## Task directions
Answer these questions from the text about Tirmasahun:
1. On which day of the writer's first trip to India was the day in the slums of Jaipur?
2. About how many people live in Tirmasahun?
3. Roughly what percentage of villagers have no access to electricity?

[Text provided — start]

The scope and frequency of hospitality and friendliness in India is, in my experience, unsurpassable. On every single day that I have spent there, I have been flooded with generosity, warmth and openness. There are however two days which stand above all others, the peak of experience on a very high mountain. The first was in the slums of Jaipur on the fourth day of my very first trip where I fell in love with India and the second was when I first came to Tirmasahun and knew I belonged there.
Tirmasahun is a rural village on the Uttar Pradesh/Bihar border (on the UP side), around 35km from the resting place of The Buddha in Kushinagar and 80km from the next city, Gorakphur. This is one of the poorest areas in the whole of India.
It’s around 10km from the nearest main road and the population of around 1500 lives primarily from agriculture and day labour. It’s a combination of huts and concrete houses, there are no commercial enterprises, no sewage system, water, although available with hand pumps is not clean and around 80% of household have no access to a toilet. Around 60% of villagers have no access to electricity and for those who do, its unreliable and prone to outages. The village children attend two (primary) schools. The school for Muslim children is in the centre of the village and has been built using the funds provided by some village inhabitants. It consists of 4 crude rooms and with the exception of a blackboard there are no facilities. The building is unprotected, has no doors, no toilets and no electricity. There is no government funding.

[Text provided — finish]
[Extracted entries — start]

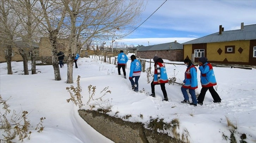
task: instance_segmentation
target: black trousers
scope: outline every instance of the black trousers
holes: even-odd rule
[[[163,92],[163,94],[164,95],[164,97],[165,99],[168,99],[168,96],[167,96],[167,93],[166,92],[166,90],[165,90],[165,83],[158,83],[158,84],[154,84],[154,81],[152,81],[151,82],[151,92],[153,94],[155,94],[155,86],[156,85],[160,84],[161,87],[161,90],[162,90]]]
[[[74,61],[75,61],[75,68],[77,68],[77,60],[75,60]]]
[[[212,98],[213,98],[213,100],[214,101],[219,101],[221,100],[221,99],[220,97],[220,96],[219,96],[219,94],[215,91],[214,89],[213,88],[213,87],[212,86],[209,87],[202,87],[201,89],[201,92],[199,94],[199,96],[197,97],[197,101],[198,102],[202,102],[203,101],[203,100],[205,99],[205,94],[206,93],[206,91],[209,89],[209,91],[210,91],[211,94],[212,96]]]
[[[117,71],[118,71],[118,74],[120,75],[121,74],[121,73],[120,71],[120,69],[122,67],[122,69],[123,70],[123,75],[126,76],[126,73],[125,72],[125,65],[124,64],[118,64],[117,65]]]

[Extracted entries — finish]

## Response
1. The fourth day.
2. Around 1500.
3. Around 60%.